*The request*
Can you write out, unchanged, the lines below that open with the one containing "[pin] andalusian flag" and close with the one containing "Target: andalusian flag", both ends included?

*Information provided*
····················

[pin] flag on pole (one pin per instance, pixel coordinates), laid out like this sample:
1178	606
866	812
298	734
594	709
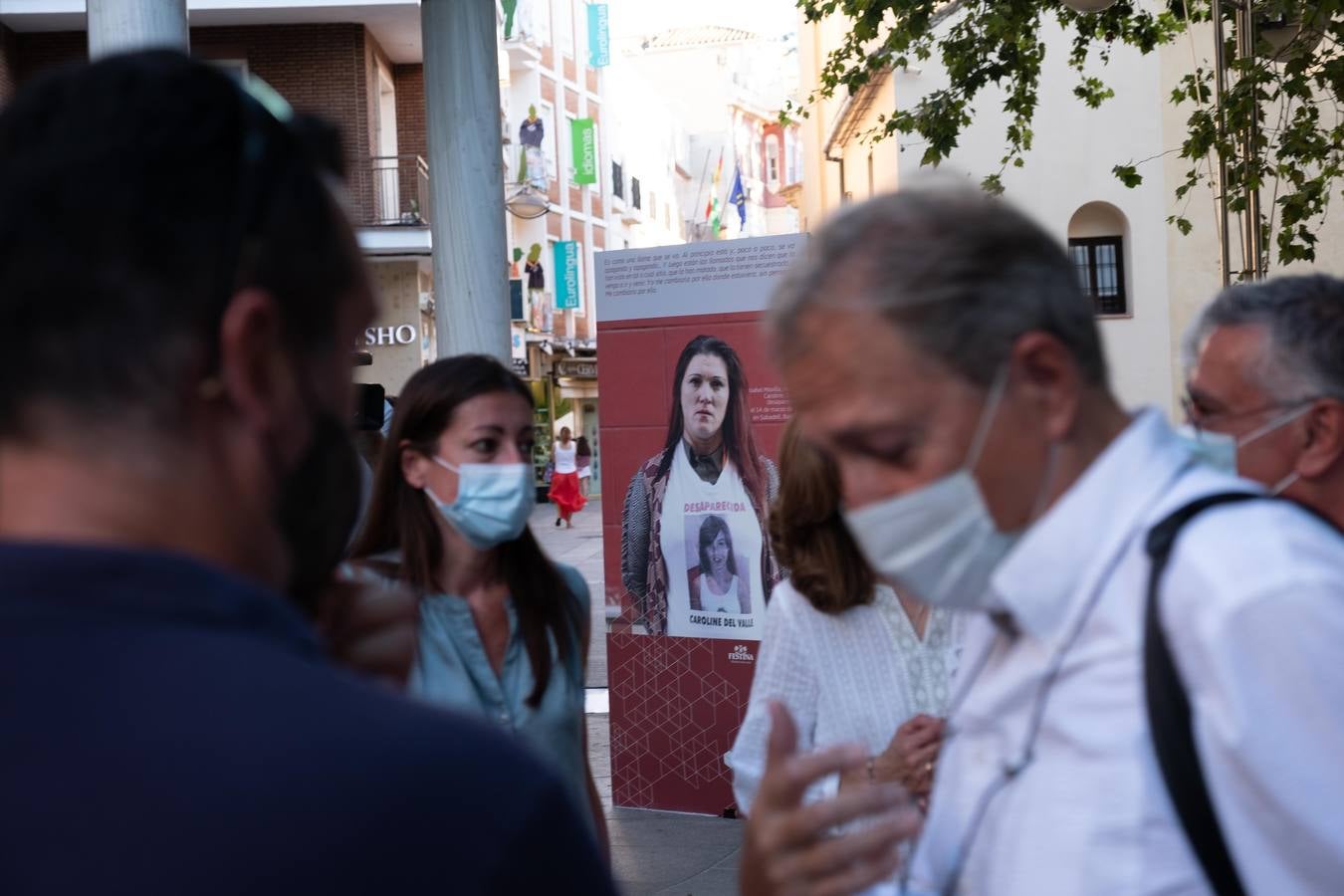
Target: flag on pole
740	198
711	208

····················

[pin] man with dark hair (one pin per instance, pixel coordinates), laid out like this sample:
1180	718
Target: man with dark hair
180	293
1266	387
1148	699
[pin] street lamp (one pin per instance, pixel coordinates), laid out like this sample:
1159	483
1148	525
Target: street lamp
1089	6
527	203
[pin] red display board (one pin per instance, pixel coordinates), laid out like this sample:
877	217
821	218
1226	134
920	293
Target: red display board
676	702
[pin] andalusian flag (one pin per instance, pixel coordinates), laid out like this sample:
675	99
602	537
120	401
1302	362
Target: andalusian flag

····················

*Output for this exercise*
[pin] andalusian flag (one pin per instance, pixel coordinates), laid out like this sample:
675	99
602	537
120	401
1302	362
Target: andalusian flag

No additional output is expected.